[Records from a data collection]
((

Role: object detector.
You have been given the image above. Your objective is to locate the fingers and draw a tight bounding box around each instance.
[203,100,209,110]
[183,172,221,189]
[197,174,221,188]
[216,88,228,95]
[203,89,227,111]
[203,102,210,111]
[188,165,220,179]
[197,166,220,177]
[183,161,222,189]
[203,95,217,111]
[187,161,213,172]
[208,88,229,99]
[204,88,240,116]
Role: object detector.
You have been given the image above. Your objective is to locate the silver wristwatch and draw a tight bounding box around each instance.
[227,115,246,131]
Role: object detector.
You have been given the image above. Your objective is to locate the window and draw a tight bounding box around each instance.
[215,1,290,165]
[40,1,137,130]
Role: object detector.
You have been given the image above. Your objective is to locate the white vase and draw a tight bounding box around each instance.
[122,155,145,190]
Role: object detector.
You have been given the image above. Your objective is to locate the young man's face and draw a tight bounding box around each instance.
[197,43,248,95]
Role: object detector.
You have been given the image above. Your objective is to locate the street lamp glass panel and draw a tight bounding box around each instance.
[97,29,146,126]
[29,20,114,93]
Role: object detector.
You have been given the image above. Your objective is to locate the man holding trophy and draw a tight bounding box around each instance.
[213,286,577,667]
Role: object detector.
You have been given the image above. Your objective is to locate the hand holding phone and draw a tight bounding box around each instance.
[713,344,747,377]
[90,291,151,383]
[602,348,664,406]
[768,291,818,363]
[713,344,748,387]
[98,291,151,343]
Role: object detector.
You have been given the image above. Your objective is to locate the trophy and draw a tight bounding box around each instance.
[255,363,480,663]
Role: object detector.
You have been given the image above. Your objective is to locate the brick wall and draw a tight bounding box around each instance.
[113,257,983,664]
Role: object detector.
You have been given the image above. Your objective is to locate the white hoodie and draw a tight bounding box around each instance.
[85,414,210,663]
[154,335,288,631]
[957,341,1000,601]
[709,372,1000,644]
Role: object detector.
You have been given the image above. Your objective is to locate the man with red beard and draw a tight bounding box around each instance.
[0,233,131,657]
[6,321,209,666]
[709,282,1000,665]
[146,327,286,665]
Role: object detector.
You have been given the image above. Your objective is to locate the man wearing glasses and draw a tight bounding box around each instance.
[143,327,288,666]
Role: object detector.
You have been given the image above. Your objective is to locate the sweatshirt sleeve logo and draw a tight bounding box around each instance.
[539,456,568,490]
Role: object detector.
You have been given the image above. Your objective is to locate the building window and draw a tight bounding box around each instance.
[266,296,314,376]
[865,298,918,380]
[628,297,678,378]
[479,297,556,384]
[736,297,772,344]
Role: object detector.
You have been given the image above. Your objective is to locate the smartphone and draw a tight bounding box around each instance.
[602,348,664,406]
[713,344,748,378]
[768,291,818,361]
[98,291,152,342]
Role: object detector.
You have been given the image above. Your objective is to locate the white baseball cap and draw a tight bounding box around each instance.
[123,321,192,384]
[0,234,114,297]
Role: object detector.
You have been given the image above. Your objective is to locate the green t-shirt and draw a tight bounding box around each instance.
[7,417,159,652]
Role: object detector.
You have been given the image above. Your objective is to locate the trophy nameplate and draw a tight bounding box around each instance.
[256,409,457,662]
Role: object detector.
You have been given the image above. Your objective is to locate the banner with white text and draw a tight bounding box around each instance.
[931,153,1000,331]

))

◆ **Problem to work on**:
An exact copy of every record is required here.

◆ **Solution for this exercise**:
Role: object detector.
You have been given the image above. Your objective is to locate the fingers and draw a tight bounding box around each instance.
[203,100,209,110]
[183,172,221,189]
[197,174,221,188]
[216,88,228,95]
[203,89,227,111]
[203,102,210,111]
[188,165,220,179]
[197,166,220,177]
[183,161,222,189]
[203,95,217,111]
[187,161,213,172]
[208,88,229,99]
[204,88,240,116]
Role: object detector.
You have been given the image above. Your objective is to locate the silver wristwatch and draw a tight bounding box around each instance.
[227,115,246,131]
Role: object detector.
You have been given the image above. Your objective is to locate the window and draw a tight bounding box around each instance.
[215,1,290,165]
[40,1,137,130]
Role: object detector.
You have been given the image above. Your objective is to locate the white vase and draw a tight bounding box around each instance.
[122,155,145,190]
Role: object detector.
You have been given the image above. Your objective is to locate the young man's face and draw a tight bounding box around each instance.
[197,43,248,95]
Role: object detector.
You have been given the image above. Your objective is to locate the street lamp glass panel and draw a tight bounding box around each instance.
[97,29,146,126]
[29,20,114,93]
Role: object detector.
You have been given the image above. Your objective is to locate the man holding trophy and draw a tight bounding box around each instance.
[213,286,577,667]
Role: object detector.
You have been given the image above. Your objective is to locate the hand holding phone and draw a tight bounding box around each instance.
[713,344,747,377]
[90,291,151,383]
[602,348,664,406]
[768,291,818,363]
[713,344,748,387]
[98,291,151,343]
Role: object detector.
You have been given the image above. Your objective is to locate the trophy and draw a tight bounding box around each instance.
[255,363,480,663]
Role: object detector.
You have been given the image above. Your objective is to locate the brick wall and draw a tight bounding box around each instance.
[113,257,983,664]
Role: object detector.
You have been given the image above. Your objective is to locate the white hoodie and draw a tight bounding box around each instance.
[85,414,210,663]
[154,335,288,631]
[957,341,1000,601]
[709,372,1000,644]
Role: object detector.
You have been given the image above. Your objective is to locate the man with red beard and draw a tight bounding box around each instance.
[0,233,131,657]
[6,321,209,666]
[709,282,1000,665]
[146,327,286,665]
Role: object detector.
You have been given the image above. Your objective is to locate the man wearing glasses and draw a tight bounding box around each instance.
[143,327,288,666]
Role: object detector.
You have been given the image above. Your objective is to locate the sweatshirt sleeve logo and draw a tight bounding box around each instance.
[539,456,568,490]
Role: object detector.
You have been given the image above. Your objective is to locate the building window and draw a tight bounding box around each instance.
[266,296,314,376]
[865,298,918,380]
[628,297,678,378]
[479,297,556,384]
[736,297,772,344]
Role: object detector.
You have been given the image above. Your objective is to locate the smartphone and draw a tight bounding box around each instance.
[602,348,664,406]
[713,344,748,378]
[768,291,818,361]
[98,291,152,342]
Role: object detector.
You have been given the image above. Your objective is to locate the white baseball cap and draw a tight bounding box around each instance.
[123,321,192,384]
[0,234,114,297]
Role: object detector.
You have been given the image above. Your objective is to locate the green t-shirt and draw a tight bounding box around each instance.
[7,417,159,652]
Role: object detector.
You have been given the image above. Your objective is to locate the trophy nameplate and draw a tight bounding box around each instance.
[256,409,457,662]
Role: object detector.
You have been given the image above. Your objective is to locate the banner with white text and draw a tight bounding box around each instance.
[931,153,1000,331]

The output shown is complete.